BEGIN DATASET RECORDS
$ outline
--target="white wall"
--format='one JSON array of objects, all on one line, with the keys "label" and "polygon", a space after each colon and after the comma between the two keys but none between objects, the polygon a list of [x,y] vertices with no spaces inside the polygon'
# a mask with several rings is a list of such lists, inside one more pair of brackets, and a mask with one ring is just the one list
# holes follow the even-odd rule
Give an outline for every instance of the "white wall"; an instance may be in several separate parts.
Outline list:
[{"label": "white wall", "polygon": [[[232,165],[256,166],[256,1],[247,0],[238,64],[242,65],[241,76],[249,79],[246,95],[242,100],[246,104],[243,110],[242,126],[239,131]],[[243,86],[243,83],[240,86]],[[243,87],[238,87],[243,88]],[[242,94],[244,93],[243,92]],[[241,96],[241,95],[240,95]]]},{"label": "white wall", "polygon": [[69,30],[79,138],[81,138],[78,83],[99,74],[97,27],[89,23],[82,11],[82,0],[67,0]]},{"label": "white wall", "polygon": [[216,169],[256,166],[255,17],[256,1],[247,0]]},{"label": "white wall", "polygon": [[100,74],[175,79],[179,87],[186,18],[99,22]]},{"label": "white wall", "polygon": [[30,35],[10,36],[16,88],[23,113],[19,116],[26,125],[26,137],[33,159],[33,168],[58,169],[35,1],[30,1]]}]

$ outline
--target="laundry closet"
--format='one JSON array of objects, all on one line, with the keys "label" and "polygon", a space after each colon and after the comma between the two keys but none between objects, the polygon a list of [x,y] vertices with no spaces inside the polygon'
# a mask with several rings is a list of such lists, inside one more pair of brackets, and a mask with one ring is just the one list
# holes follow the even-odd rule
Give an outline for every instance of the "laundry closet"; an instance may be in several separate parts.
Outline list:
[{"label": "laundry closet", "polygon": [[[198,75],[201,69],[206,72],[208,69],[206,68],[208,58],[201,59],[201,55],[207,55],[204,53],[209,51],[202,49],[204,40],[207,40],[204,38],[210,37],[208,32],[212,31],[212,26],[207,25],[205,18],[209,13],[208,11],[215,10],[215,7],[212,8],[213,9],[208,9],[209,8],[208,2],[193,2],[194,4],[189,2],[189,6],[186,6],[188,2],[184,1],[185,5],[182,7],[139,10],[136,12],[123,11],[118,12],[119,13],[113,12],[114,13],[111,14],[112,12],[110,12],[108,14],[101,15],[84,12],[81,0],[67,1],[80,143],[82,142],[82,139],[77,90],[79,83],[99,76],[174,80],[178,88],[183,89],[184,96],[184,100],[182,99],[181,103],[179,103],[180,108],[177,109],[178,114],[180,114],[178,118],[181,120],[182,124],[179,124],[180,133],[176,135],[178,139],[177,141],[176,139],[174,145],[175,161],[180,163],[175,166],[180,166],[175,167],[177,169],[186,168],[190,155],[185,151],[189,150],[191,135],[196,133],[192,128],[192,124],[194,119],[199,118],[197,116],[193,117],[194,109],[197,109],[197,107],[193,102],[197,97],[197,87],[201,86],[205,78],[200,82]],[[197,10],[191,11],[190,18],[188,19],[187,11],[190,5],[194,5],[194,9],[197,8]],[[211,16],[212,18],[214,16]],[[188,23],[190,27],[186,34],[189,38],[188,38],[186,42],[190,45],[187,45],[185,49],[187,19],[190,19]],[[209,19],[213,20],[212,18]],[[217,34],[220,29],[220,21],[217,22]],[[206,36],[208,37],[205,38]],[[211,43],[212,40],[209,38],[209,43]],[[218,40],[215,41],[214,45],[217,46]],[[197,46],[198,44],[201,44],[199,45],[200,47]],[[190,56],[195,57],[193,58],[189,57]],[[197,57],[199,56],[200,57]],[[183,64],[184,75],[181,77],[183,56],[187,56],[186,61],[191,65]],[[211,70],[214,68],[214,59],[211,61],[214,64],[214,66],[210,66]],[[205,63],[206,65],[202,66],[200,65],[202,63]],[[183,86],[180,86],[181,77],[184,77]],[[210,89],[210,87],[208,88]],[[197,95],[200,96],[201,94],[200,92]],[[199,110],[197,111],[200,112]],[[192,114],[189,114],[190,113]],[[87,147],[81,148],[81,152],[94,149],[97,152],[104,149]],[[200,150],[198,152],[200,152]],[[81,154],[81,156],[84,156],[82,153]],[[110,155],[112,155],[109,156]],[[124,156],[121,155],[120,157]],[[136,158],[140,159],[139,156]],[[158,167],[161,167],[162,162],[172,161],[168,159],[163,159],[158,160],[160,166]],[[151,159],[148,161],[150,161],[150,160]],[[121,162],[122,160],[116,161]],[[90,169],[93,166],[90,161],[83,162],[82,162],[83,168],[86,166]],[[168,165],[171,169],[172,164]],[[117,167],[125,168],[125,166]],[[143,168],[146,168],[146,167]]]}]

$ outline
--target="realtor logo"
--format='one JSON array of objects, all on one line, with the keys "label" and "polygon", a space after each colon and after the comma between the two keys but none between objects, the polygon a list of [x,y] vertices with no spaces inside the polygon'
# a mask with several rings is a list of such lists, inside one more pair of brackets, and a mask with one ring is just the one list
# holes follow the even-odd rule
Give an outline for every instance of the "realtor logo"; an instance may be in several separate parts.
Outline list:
END DATASET RECORDS
BEGIN DATASET RECORDS
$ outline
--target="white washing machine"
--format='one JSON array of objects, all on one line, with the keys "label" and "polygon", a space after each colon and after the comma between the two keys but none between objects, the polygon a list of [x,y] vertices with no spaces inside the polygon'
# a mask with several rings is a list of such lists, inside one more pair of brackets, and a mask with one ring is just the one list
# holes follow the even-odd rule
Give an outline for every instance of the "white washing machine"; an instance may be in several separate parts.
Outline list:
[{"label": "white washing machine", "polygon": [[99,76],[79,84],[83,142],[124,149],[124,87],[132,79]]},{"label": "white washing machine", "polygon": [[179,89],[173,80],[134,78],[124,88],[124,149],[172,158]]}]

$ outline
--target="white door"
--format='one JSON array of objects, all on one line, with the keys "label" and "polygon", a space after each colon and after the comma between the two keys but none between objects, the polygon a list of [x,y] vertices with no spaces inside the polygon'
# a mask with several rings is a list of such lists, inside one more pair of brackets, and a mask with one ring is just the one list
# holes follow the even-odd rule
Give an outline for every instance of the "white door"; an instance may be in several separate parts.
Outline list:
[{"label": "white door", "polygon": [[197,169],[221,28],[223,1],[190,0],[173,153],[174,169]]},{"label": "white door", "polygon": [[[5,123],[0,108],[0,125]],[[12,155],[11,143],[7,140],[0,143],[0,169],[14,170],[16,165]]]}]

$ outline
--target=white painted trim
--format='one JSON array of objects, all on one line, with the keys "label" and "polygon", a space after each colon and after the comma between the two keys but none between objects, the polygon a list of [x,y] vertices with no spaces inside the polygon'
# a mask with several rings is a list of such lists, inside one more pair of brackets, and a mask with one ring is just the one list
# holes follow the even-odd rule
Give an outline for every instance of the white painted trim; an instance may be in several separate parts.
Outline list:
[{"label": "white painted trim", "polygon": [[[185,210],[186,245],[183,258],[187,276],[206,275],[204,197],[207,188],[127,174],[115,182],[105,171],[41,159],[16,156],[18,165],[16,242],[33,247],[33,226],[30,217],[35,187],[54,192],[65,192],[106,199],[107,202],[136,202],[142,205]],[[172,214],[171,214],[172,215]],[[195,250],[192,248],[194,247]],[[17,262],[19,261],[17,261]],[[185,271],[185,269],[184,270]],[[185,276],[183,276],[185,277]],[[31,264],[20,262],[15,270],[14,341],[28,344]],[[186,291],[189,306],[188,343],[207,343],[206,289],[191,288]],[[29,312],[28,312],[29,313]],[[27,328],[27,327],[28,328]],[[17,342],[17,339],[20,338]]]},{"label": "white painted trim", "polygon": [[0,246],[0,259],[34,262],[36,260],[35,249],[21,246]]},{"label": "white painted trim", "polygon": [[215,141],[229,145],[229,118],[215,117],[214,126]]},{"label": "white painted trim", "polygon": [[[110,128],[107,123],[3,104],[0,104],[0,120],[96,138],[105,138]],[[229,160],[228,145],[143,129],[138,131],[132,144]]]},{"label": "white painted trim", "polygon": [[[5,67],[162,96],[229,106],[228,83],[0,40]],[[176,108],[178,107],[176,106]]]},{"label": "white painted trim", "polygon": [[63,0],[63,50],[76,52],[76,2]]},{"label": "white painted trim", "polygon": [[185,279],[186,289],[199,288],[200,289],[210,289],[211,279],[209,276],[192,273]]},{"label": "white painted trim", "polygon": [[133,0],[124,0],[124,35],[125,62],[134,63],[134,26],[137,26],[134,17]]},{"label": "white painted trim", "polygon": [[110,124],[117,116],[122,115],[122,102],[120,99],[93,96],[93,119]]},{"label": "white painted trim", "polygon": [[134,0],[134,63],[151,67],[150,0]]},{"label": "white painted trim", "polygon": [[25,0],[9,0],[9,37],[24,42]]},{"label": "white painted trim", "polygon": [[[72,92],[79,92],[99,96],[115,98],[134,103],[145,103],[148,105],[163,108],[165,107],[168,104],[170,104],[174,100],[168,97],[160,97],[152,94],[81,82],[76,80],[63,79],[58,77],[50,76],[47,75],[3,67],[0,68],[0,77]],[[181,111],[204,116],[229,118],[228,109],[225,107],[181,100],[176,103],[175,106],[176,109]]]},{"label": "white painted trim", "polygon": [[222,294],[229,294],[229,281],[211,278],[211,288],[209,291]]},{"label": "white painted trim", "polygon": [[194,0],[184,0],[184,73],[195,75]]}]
END DATASET RECORDS
Can you gather every line in the entries above that contains the word "target" and copy each of those lines out in full?

--target="white wall"
--target="laundry closet"
--target="realtor logo"
--target="white washing machine"
--target="white door"
--target=white painted trim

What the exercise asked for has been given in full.